- Work required:
Reproduce all the rows below, swapping each "largest disc" for "biggest circle" and keeping every other character as it is.

- Data listing:

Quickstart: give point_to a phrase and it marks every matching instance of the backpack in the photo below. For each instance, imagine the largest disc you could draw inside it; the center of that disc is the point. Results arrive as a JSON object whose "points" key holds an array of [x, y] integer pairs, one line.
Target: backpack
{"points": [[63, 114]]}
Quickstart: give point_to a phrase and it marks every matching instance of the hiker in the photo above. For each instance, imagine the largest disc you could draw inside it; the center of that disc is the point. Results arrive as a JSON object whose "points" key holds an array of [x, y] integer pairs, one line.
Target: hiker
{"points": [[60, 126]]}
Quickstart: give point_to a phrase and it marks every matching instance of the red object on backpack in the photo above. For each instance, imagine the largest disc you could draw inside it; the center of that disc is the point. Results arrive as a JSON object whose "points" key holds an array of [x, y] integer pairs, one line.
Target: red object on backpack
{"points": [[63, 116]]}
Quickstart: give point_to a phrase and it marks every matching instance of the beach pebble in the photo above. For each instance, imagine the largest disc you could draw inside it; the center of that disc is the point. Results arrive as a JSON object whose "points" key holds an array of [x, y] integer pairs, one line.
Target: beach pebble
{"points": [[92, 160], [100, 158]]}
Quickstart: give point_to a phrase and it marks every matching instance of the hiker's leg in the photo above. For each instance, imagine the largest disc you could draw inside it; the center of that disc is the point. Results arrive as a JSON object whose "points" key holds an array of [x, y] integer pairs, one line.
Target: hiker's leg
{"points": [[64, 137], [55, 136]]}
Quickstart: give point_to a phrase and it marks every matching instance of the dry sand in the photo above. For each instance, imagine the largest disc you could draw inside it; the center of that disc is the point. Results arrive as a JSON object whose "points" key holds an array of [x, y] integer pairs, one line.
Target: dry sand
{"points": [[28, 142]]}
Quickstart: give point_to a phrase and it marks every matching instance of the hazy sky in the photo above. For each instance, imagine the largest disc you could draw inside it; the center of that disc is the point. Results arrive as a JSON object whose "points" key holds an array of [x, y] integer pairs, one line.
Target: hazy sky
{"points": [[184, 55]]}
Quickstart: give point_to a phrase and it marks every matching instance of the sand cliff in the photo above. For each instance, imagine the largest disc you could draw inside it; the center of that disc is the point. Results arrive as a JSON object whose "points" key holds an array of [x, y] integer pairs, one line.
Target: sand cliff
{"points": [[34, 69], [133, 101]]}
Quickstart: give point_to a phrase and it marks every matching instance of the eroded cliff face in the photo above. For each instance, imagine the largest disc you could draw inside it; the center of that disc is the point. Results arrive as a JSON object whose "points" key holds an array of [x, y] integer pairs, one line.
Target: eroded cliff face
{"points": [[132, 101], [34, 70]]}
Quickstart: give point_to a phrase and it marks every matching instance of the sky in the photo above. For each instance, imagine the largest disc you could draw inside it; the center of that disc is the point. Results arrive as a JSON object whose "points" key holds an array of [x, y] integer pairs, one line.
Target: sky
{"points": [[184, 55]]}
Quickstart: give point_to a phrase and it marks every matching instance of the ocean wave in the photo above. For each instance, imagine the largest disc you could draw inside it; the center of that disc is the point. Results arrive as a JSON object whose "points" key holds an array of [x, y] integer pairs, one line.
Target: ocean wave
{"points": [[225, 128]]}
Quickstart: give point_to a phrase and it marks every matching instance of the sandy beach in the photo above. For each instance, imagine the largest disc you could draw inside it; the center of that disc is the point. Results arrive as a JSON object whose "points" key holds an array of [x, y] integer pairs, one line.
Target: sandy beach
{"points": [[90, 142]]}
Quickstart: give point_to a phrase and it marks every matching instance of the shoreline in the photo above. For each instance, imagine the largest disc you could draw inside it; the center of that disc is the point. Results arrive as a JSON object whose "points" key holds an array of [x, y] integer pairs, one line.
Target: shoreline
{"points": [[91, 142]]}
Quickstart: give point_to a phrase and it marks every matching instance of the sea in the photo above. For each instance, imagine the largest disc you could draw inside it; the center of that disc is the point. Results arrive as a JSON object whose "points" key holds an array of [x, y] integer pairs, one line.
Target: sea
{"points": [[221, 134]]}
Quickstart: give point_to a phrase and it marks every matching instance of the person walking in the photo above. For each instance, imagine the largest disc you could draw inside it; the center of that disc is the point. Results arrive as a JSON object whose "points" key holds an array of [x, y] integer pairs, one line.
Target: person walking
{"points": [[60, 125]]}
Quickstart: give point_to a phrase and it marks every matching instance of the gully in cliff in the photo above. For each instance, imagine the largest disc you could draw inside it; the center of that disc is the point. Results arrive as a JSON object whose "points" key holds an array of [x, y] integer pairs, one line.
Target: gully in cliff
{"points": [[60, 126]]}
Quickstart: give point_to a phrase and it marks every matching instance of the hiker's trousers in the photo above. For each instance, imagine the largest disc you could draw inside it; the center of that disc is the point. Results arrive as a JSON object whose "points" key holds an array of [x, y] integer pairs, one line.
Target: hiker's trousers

- Expected answer:
Quickstart: give point_to a phrase and it marks every matching instance of the backpack in the photo below. For each instance, imagine the biggest circle you could draw inside it; the center of that disc is the point. Results arrive as a JSON object whose "points" key holds an array of [x, y] integer pairs, one line.
Target: backpack
{"points": [[63, 114]]}
Quickstart: give point_to a phrase and it marks every matching instance of the hiker in the photo above. For each instance, imagine the biggest circle you could draw inside it; the center of that disc is the point. Results arrive as a JSON object whose "points" key holds an array of [x, y] integer pairs, one line.
Target: hiker
{"points": [[60, 126]]}
Quickstart: give point_to a phrase and it marks every matching instance of the red object on backpack in the photo above. For each instance, imagine the biggest circle you could draw inside it; the center of that disc is the point. Results arrive as a JSON object whose "points" key holds an array of [x, y] integer pairs, one line.
Target: red object on backpack
{"points": [[63, 116]]}
Quickstart: give point_to a phrase and it marks every matching instance of the beach pebble in the photo above. For each instance, imagine the biggest circle you could draw inside it; the center of that disc is the point. Results arrive as a JSON object whose "points" key holds an array of [x, y] integer pairs, one line.
Target: beach pebble
{"points": [[92, 160], [100, 158]]}
Quickstart: give point_to a phrase and it marks every matching instance of the hiker's leg in the photo above. For each instance, imagine the biggest circle you could draw inside it; the center of that disc is the point. Results arrive as a JSON object whose "points" key holds an array of [x, y] integer pairs, one line.
Target: hiker's leg
{"points": [[64, 137], [55, 136]]}
Quickstart: give point_to a phrase and it marks every matching instance of the dry sand in the photo above. For each instance, imagine the biggest circle you could draw inside it; the center of that disc is the point. Results arrive as a JSON object whose "points" key holds an array of [x, y] integer pairs, one line.
Target: dry sand
{"points": [[28, 142]]}
Quickstart: give point_to a phrase and it marks every matching instance of the hazy sky in the photo above. For each instance, imagine the biggest circle you could draw inside it; the center of that disc is the point. Results arrive as a JSON object whose "points" key holds an array of [x, y] integer pairs, one line.
Target: hazy sky
{"points": [[184, 55]]}
Quickstart: give point_to a phrase and it marks every matching instance of the sand cliff in the photo above. For each instance, imagine the biggest circle you could draw inside it; the center of that disc is the point. Results arrive as a JSON object whose "points" key holds an array of [x, y] integer pairs, one line.
Target: sand cliff
{"points": [[34, 69], [133, 101]]}
Quickstart: give point_to a phrase and it marks every matching instance of the eroded cliff face in the photo above. For each instance, imagine the biggest circle you could draw inside it; the center of that disc is the point. Results arrive as a JSON object whose "points" key holds an array of [x, y] integer pairs, one line.
Target: eroded cliff face
{"points": [[132, 101], [34, 70]]}
Quickstart: give point_to a phrase and it marks every matching instance of the sky in the photo above. For each instance, imagine the biggest circle you could draw inside it; the center of that disc is the point. Results arrive as a JSON object whose "points" key holds an array of [x, y] integer pairs, one line.
Target: sky
{"points": [[184, 55]]}
Quickstart: give point_to a phrase and it marks every matching instance of the ocean wave in the photo above. For each instance, imagine the biggest circle you could draw inside it; the center of that disc is the point. Results arrive as a JSON object whose "points" key holds an array of [x, y] integer pairs, one line.
Target: ocean wave
{"points": [[225, 128]]}
Quickstart: give point_to a phrase and it marks every matching instance of the sandy beach in the photo above. For each instance, imagine the biggest circle you could draw inside it; the center of that disc is the point. Results arrive as a JSON object whose "points" key holds an array of [x, y] integer pairs, one line.
Target: sandy beach
{"points": [[90, 142]]}
Quickstart: give point_to a phrase and it marks every matching instance of the shoreline in the photo above. For each instance, imagine the biggest circle you could draw inside it; the center of that disc is the point. Results arrive as a JSON object whose "points" key holds an array of [x, y] integer pairs, one line.
Target: shoreline
{"points": [[91, 142]]}
Quickstart: give point_to a phrase and it marks every matching instance of the sea in the photo above. For each instance, imagine the biggest circle you could draw inside it; the center of that disc is the point. Results arrive as a JSON object whose "points" key holds an array of [x, y] integer pairs, one line.
Target: sea
{"points": [[221, 134]]}
Quickstart: give point_to a phrase and it marks every matching instance of the person walking in the photo above. For each instance, imagine the biggest circle you could draw inside it; the center of that disc is the point. Results arrive as a JSON object whose "points" key holds an array of [x, y] integer pairs, one line.
Target: person walking
{"points": [[60, 125]]}
Quickstart: give point_to a phrase and it marks every matching instance of the gully in cliff in the photo above. For each instance, imagine the biggest circle you could draw inside it; the center of that disc is the point. Results arrive as a JSON object whose "points" key holds an array of [x, y] integer pairs, one line.
Target: gully in cliff
{"points": [[60, 126]]}
Quickstart: give point_to a phrase and it marks every matching instance of the hiker's trousers in the photo above. For each instance, imagine the biggest circle you could draw inside it; the center of that disc is the point. Results arrive as a JSON object whose "points" key holds an array of [x, y] integer pairs, one line.
Target: hiker's trousers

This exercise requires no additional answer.